TASKS TO PERFORM:
1. Answer these questions using the article on the DART payment system.
(a) How long has Demetrius Rogers been a Detroit Department of Transportation bus driver?
(b) In what year did Dwight Jones give up his car?
(c) What is the full-fare price of the 7-day DART pass?
2. For each statement, say whether it agrees with the article on the DART payment system. Support each yes or no with the deciding words from the article, quoted exactly.
(a) Before May 1, a DDOT rider transferring to SMART also paid a separate transfer fee.
(b) DDOT's base fare has stayed at $1.50.
(c) Dwight Jones lives in Romulus.

DOCUMENT:

- - -

DART payment system offers Metro Detroit bus riders smoother, cheaper service

James David Dickson
The Detroit News
There are four DART passes riders can buy, and eight payment options, based on whether the rider is paying full or reduced fare.

Detroit — Demetrius Rogers 42, has been a Detroit Department of Transportation bus driver for the past year-and-a-half. But over the past two months, he said, it's been a smoother ride, as a new payment system has eliminated much of the confusion bus riders face at the fare box.

This time last year, a DDOT bus rider faced about 30 different payment options. But since May 1, with the creation of the DART payment system to facilitate easier transfers between DDOT and its suburban Detroit counterpart, SMART, that's been cut down to eight. 

"We don't have to interact as much (at the fare box) as before," said Rogers, 42, who'd just arrived downtown on the inbound No. 16 Dexter route, which travels Detroit's west side. "It's much quicker. There's less confusion. That makes it better for everybody."

And cheaper.

Prior to May 1, a DDOT rider transferring to SMART would not only have to pay a $.50 fee, to bring the DDOT fee ($1.50) up to the SMART price ($2), but they'd have to pay an additional $.25 transfer fee. 

While DDOT's base fare has gone up to $2, DART eliminates not only the transfer fee, but it allows a rider unlimited transfers between the system, as well as the ability to take the route inbound or outbound without paying again.

There are four DART passes riders can buy, and eight payment options, based on whether the rider is paying full or reduced fare: 4-hour ($2/.$50 for reduced fare), 24-hour ($5/$2), 7-day ($22/$10), and 31-day ($70/$29).

This time last year, a DDOT bus rider faced about 30 different payment options. But since May 1, with the creation of the DART payment system to facilitate easier transfers between DDOT and its suburban Detroit counterpart, SMART, that's been cut down to eight.

Dwight Jones, 47, of Highland Park, sprang for the 31-day pass. With a commute that takes him south down Woodward Avenue, then to Michigan Avenue, then to Metro Airport in Romulus, Jones finds himself transferring between the systems regularly.

"I use the bus for everything," Jones said. "That's how I use, public transportation."

He gave up his car in 2015, he said, not wanting to risk driving on a suspended license. He's still a few hundred dollars away from getting that buttoned up. Until then he'll continue riding the bus. DART has simplified matters, he said. 

"I'm not going to take a chance, especially going into the suburbs," Jones said.

- - -

Stored items:
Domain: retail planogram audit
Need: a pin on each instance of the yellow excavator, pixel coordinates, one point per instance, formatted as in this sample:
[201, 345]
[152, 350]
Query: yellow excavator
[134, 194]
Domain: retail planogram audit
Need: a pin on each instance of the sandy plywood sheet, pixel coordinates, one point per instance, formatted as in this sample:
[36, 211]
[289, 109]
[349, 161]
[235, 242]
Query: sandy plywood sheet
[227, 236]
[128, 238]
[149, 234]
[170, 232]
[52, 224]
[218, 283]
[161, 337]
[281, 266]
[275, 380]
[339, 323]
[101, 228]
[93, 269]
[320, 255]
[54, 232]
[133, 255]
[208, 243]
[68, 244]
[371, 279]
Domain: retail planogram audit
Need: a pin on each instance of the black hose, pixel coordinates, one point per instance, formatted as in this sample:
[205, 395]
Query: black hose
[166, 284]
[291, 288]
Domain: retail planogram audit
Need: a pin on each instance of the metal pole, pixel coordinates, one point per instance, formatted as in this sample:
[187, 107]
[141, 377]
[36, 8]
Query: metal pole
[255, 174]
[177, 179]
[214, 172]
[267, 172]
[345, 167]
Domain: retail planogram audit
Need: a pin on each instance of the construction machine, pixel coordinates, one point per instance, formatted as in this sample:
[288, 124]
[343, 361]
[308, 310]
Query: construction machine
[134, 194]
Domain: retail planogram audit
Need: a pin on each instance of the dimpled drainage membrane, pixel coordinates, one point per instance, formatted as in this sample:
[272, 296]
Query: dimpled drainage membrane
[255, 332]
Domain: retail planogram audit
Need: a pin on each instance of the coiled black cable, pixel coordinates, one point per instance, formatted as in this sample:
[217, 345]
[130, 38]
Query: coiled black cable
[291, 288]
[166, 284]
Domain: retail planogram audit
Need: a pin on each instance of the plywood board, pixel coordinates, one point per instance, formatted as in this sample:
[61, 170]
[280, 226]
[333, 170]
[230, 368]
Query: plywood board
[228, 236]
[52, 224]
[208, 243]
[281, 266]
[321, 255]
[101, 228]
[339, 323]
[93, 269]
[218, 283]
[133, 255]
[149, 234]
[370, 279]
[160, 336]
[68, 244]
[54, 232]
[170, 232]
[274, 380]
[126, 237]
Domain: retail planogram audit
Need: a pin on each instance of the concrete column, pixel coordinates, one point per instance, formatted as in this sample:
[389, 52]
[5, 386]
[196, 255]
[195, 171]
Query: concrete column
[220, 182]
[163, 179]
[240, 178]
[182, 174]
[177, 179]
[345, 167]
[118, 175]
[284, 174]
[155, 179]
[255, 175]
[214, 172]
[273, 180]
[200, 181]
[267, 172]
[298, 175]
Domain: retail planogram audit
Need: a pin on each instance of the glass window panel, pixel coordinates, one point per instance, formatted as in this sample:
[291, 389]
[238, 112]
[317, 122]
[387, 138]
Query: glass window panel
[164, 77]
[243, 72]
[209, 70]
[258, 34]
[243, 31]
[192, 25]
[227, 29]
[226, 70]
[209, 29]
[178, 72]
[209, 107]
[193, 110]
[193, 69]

- - -

ANSWERS TO THE EXERCISES:
1.
(a) For the past year-and-a-half.
(b) 2015.
(c) $22.

2.
(a) Yes: "they'd have to pay an additional $.25 transfer fee."
(b) No: "While DDOT's base fare has gone up to $2"
(c) No: "Dwight Jones, 47, of Highland Park"